— start of PROVIDED INFORMATION —

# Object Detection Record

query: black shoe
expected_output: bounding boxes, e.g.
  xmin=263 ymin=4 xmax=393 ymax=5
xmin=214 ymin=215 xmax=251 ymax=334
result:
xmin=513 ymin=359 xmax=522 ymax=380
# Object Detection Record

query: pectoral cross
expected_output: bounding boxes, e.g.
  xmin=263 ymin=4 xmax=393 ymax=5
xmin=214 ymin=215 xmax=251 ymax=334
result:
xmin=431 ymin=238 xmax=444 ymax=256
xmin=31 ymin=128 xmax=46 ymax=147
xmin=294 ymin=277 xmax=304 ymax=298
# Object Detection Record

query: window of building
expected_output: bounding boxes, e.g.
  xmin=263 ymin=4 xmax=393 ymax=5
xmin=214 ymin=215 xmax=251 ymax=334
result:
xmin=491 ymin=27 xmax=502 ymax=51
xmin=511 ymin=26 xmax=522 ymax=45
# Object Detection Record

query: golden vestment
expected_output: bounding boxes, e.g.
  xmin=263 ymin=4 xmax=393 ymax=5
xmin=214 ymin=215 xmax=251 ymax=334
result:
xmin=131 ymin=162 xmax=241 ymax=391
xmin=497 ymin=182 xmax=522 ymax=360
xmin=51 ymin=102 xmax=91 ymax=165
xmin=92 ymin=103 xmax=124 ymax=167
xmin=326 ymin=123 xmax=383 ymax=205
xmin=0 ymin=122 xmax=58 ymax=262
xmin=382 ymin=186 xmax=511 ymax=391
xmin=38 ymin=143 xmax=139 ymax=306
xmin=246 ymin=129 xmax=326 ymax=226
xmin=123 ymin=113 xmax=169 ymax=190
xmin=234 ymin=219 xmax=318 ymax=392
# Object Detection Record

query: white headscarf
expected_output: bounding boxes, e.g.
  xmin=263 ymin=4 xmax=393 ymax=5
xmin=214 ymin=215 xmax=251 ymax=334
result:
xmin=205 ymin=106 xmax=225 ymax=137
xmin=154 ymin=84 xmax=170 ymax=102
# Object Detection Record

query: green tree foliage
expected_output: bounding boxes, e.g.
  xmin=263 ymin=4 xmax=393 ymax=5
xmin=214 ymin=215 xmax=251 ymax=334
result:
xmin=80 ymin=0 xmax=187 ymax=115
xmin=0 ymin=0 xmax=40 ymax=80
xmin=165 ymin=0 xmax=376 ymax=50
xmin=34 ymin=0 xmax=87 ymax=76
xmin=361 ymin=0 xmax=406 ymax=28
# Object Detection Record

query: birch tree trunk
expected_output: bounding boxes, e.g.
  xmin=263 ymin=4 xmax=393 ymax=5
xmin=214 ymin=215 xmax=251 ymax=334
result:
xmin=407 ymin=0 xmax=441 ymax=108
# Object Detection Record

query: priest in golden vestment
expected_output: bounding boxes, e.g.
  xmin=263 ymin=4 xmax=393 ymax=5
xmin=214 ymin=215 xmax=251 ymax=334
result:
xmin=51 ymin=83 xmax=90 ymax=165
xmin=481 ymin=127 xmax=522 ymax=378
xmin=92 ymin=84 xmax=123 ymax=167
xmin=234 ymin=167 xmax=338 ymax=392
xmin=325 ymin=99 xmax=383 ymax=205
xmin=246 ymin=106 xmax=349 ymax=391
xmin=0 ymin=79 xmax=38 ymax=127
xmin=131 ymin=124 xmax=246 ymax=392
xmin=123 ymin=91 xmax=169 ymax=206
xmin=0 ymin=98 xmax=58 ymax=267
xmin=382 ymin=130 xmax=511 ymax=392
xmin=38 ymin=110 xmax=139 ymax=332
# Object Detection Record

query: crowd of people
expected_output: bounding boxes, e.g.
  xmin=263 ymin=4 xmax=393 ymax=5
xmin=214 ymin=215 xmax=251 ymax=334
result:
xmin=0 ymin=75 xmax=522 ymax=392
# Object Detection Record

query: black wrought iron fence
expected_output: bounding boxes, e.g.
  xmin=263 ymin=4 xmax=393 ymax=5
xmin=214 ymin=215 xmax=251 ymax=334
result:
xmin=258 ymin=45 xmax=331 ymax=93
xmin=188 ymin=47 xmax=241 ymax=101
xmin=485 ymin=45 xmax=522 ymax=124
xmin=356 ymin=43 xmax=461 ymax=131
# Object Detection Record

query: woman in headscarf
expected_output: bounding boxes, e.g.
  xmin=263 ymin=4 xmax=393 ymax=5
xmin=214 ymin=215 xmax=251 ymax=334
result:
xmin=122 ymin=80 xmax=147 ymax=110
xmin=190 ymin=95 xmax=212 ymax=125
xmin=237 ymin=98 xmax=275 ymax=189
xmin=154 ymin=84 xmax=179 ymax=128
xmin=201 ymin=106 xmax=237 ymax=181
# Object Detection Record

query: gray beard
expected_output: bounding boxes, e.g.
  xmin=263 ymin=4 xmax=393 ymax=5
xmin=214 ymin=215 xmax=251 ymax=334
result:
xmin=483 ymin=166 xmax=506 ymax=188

— end of PROVIDED INFORMATION —
— start of PROVIDED INFORMATION —

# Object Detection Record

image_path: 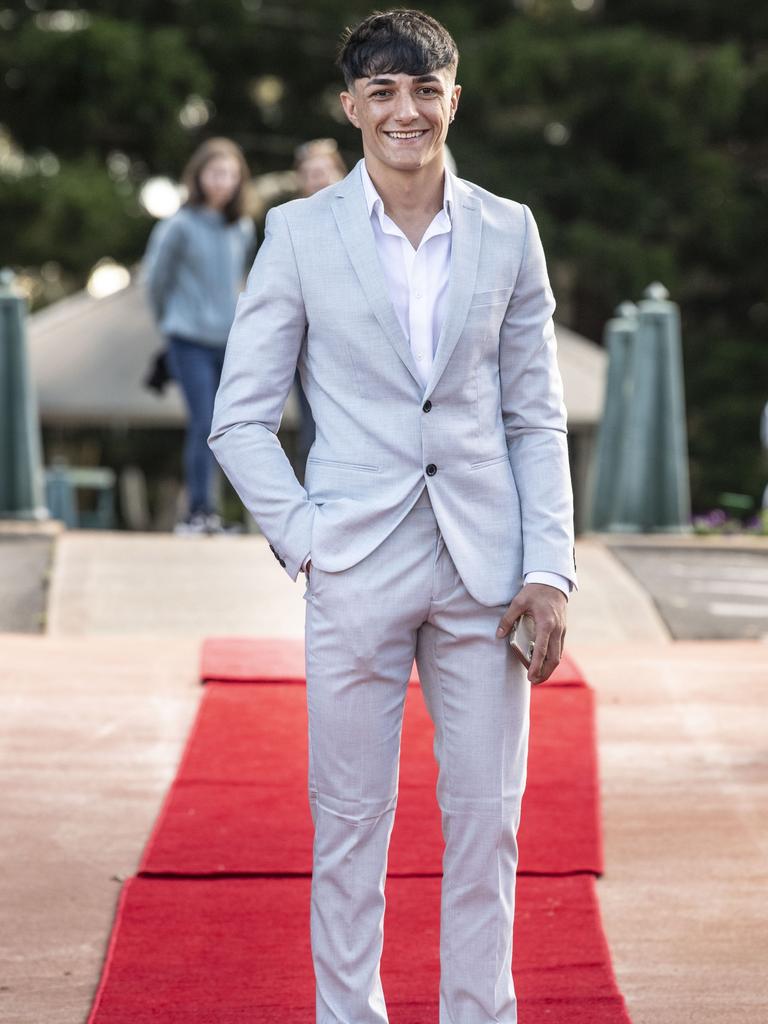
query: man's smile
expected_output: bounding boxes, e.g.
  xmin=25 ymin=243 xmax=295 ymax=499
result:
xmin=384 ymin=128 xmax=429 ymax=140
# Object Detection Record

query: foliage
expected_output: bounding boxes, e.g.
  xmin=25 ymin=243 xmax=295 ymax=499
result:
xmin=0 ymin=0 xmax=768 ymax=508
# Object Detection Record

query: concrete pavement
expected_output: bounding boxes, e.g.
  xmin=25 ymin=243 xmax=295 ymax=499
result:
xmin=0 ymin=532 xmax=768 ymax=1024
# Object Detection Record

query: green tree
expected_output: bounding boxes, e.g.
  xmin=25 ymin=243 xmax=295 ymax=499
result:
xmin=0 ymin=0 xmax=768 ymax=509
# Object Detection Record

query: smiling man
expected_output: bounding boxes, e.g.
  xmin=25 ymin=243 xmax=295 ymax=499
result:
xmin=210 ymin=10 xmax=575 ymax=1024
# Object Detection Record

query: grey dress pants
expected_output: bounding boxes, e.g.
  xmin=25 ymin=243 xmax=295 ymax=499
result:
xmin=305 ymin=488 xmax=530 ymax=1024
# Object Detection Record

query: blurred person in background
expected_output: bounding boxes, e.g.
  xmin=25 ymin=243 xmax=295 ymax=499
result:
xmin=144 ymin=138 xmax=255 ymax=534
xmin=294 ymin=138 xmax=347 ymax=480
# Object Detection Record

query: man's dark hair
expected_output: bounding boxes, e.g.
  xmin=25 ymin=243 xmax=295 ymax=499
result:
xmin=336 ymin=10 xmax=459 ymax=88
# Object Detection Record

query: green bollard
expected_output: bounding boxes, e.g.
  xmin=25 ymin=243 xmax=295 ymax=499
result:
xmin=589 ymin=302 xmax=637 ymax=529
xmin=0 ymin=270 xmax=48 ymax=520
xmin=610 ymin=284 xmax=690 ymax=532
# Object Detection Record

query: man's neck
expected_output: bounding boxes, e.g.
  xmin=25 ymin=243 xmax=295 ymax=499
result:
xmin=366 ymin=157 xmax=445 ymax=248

— end of PROVIDED INFORMATION —

▶ **SHORT EXERCISE**
Gather every line in the items that contains the word "tree", matching case exactly.

▶ **THE OUTPUT**
query: green tree foliage
query: birch tree trunk
query: green tree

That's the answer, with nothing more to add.